[start Selected extract]
Developer Blogs

Announcements
Now Live: Explore expert insights and technical deep dives on the new Cloudera Community BlogsRead the Announcement

Building an Open Lakehouse with Apache Iceberg and Apache Ozone

avatar
Cloudera Employee

Open Lakehouse architecture brings in the modularity and flexibility needed to run multiple analytical workloads on top of a single source of data powered by open table formats like Apache Iceberg. Rather than relying on a tightly coupled, monolithic system, it allows teams to compose their data platform from independent building blocks - storage, table formats, catalogs, and compute engines, each selected based on specific workload and operational requirements.

Storage is one of the key components of a lakehouse architecture. It is the foundation on which table formats implement transactional semantics, ACID guarantees, metadata management, and enable multi-engine interoperability. Decisions made at the storage layer directly influence how reliably tables can evolve, scale, and be shared across systems.

Apache Iceberg: Database semantics on Object storage

Apache Iceberg implements ACID properties on top of object storage and provides a schema to refer to the data files (e.g. Apache Parquet) as a “table.” At its core, Iceberg separates - physical data storage (immutable Parquet/ORC/Avro files) and logical table state (schemas, partitions, snapshots, file-level statistics). This separation is fundamental to how Iceberg behaves and enables multiple compute engines to work together on the same table at the same time. 

Instead of relying on directory layouts or file naming conventions, Iceberg maintains explicit metadata files that describe:

  • Which data files belong to the table
  • How they are partitioned
  • Which snapshot represents the current table state
  • How the table evolved over time

As tables evolve, both metadata and data files grow in number, making the behavior and scalability of the underlying object storage a first-class concern for Iceberg deployments.

Apache Ozone: Object Store for Lakehouse

Apache Ozone is designed with specific requirements in mind. It is a highly scalable, distributed object store built to support growing data volumes while also handling large numbers of smaller objects without exhausting metadata capacity. This makes it well-suited for lakehouse systems where table formats continuously generate new data and metadata artifacts as tables evolve.

ozone_blog.png

What does Apache Ozone bring to the “Table”?

Before diving into the hands-on workflow, it’s worth briefly summarizing what Apache Ozone brings as the storage system.

  • Open-source, cloud-native object and file storage
    Apache Ozone is an open-source, cloud-native storage system designed to scale to billions of objects and hundreds of petabytes. Its architecture is built for distributed deployments, making it suitable for large analytical platforms where storage growth is continuous and long-lived.
  • Dual-access semantics: object and filesystem APIs
    Ozone supports native S3-compatible access for modern data platforms while also exposing traditional filesystem semantics (OFS). This dual-access model allows the same underlying data to be accessed via both ways, enabling gradual migration and mixed workloads within a single deployment.
  • Strong consistency without a centralized metadata bottleneck
    Ozone provides strong consistency guarantees while avoiding the traditional NameNode bottleneck by fully decoupling metadata management and storage. The metadata plane (Ozone Manager) and storage plane (Storage Container Manager) operate independently and are coordinated using Apache Ratis, a Raft-based consensus protocol. This design enables scalable metadata operations without sacrificing correctness.
[end Selected extract]
[start Rows]
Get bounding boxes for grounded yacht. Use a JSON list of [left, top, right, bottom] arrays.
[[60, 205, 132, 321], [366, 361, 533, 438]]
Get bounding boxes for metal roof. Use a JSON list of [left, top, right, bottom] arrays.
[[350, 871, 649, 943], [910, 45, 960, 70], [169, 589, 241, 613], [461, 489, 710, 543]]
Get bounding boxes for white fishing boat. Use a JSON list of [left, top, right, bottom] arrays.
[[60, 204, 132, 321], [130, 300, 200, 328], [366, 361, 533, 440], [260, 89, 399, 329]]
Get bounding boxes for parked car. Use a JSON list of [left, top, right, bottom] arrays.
[end Rows]
* _Parts of the exercise_:
**A)** In the Iceberg and Ozone lakehouse article, what coordinates Ozone's metadata plane and storage plane?
**B)** Continue the Iceberg and Ozone lakehouse article from its last sentence.

* _Answer list_:
**A)** Apache Ratis, a Raft-based consensus protocol.

**B)**
  • Proven at petabyte scale in production
    Ozone has been validated in large-scale production environments, supporting petabyte-scale datasets and high object counts. This makes it a practical storage foundation for high transactional systems.

These characteristics make Apache Ozone a strong fit as a general-purpose object store for lakehouse architectures. When paired with an open table format like Apache Iceberg, these same properties directly address the storage challenges that emerge as tables grow, evolve, and accumulate both data and metadata over time.

Ozone addresses several core challenges that could be common in Iceberg-based lakehouse deployments.

Scalable storage for data growth: Analytical datasets grow both in data size and in object count as tables are ingested, partitioned, rewritten, and optimized over time. Ozone is designed to scale both dimensions independently, distributing data across storage nodes while maintaining a consistent object namespace.

Efficient handling of small objects: Beyond raw data growth, Iceberg tables generate a huge amount of metadata as part of normal table write or evolution. Ozone is built to handle large volumes of small objects without saturating metadata capacity, which is critical in lakehouse systems where metadata growth is intrinsic.

Built-in durability, security, and availability: Ozone provides enterprise-grade storage features required in production lakehouse environments, including data encryption for security, erasure coding for storage efficiency, and replication for fault tolerance. These capabilities allow Ozone to serve as a durable system of record for both Iceberg data and metadata over long table lifecycles.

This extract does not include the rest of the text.